(What is expected) Word for word, transcribe the lines from the one containing "the bipod, the" through the end of the entries, both included, and nothing else.

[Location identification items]
=====

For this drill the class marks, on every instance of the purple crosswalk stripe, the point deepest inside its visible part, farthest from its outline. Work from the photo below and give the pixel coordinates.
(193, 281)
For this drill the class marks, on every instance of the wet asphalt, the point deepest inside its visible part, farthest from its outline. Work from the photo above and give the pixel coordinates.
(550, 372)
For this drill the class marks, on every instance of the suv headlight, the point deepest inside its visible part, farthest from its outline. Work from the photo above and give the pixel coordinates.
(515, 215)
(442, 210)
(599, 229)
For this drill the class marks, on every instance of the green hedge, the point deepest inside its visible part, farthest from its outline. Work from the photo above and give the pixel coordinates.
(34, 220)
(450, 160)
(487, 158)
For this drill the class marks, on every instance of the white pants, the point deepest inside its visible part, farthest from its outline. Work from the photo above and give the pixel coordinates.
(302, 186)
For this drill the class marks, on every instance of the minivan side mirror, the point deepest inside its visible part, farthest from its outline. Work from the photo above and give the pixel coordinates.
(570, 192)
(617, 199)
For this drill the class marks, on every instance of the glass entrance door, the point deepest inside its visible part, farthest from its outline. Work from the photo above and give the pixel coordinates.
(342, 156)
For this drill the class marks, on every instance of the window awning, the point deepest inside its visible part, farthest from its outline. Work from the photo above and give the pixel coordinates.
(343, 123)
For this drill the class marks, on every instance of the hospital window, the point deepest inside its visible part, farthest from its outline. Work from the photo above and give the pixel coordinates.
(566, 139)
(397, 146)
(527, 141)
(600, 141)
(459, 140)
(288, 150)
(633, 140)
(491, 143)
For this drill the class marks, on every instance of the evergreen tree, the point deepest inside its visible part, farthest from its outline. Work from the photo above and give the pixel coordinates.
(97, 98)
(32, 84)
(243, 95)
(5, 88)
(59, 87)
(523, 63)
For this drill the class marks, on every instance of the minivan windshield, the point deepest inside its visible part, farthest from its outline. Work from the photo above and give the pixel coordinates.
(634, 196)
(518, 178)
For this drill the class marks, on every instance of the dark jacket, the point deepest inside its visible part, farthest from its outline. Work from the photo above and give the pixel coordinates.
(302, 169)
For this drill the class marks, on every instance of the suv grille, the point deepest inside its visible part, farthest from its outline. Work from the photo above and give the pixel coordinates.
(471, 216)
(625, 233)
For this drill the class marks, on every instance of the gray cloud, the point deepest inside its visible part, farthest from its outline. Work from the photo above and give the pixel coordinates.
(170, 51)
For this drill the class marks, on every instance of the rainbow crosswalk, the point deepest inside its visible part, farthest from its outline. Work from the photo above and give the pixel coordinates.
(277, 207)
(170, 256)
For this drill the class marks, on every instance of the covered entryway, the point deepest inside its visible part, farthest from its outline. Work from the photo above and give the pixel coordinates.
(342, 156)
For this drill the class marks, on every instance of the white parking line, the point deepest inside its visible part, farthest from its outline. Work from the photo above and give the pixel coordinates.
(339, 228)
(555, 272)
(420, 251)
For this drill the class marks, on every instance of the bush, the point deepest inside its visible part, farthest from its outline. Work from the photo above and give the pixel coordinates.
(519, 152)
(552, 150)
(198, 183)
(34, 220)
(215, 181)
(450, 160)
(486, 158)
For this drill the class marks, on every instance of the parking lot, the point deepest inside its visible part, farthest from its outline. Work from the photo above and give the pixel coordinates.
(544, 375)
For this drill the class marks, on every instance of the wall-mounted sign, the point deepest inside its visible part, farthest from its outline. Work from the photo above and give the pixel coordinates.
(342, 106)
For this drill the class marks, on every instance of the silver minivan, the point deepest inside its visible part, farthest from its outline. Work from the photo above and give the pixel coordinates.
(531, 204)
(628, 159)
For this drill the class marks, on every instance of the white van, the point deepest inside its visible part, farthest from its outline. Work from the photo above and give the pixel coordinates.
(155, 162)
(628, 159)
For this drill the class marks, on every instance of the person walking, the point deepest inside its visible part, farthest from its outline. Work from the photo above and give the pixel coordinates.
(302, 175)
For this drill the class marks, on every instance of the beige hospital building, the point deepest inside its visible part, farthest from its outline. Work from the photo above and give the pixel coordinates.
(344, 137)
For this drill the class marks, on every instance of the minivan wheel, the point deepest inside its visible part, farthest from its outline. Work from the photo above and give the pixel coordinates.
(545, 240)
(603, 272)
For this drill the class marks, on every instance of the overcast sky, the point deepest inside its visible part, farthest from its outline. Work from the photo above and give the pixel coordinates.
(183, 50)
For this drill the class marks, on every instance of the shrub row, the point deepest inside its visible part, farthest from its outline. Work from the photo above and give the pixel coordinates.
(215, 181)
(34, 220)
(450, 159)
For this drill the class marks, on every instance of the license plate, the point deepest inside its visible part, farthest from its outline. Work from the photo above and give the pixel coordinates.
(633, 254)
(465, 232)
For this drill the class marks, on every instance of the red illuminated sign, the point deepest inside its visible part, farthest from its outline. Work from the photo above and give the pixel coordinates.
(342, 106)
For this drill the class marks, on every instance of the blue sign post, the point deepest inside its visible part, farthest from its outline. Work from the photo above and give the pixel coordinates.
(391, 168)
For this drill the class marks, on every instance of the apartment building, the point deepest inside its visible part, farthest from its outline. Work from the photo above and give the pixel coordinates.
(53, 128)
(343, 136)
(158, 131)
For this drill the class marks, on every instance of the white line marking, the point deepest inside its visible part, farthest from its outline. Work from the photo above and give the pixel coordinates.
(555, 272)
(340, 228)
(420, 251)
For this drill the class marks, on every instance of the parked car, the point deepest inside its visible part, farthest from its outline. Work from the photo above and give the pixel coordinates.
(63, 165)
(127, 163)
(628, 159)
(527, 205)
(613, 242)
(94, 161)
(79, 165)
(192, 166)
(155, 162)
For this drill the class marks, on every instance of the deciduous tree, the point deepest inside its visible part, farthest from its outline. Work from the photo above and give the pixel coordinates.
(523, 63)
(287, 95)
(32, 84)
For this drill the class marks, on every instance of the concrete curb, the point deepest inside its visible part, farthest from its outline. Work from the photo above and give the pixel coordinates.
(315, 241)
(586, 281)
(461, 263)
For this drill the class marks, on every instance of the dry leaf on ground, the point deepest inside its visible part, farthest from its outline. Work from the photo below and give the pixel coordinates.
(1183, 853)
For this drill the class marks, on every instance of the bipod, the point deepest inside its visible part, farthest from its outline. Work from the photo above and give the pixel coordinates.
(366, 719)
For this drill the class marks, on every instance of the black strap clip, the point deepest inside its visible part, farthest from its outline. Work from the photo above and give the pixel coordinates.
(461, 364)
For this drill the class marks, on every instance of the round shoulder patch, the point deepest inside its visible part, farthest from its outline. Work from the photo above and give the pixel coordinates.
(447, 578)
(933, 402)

=====

(Response for this exercise)
For this drill the class marks, on every instance of the bipod, the point deepest inside its visible part, farthest from its outline. Work from the photo above and give the pixel coordinates.
(366, 719)
For this drill the class marks, on every instance of the black strap clip, the point deepest inside its visible part, farthest from its outline. Work from the photo above and give the pixel coordinates.
(461, 364)
For this drill the class marks, on every instance of the round shoulder patch, the point deepest inside its visible part, farthest from its outline. Work from the photo above and give the pixel coordinates.
(447, 578)
(933, 402)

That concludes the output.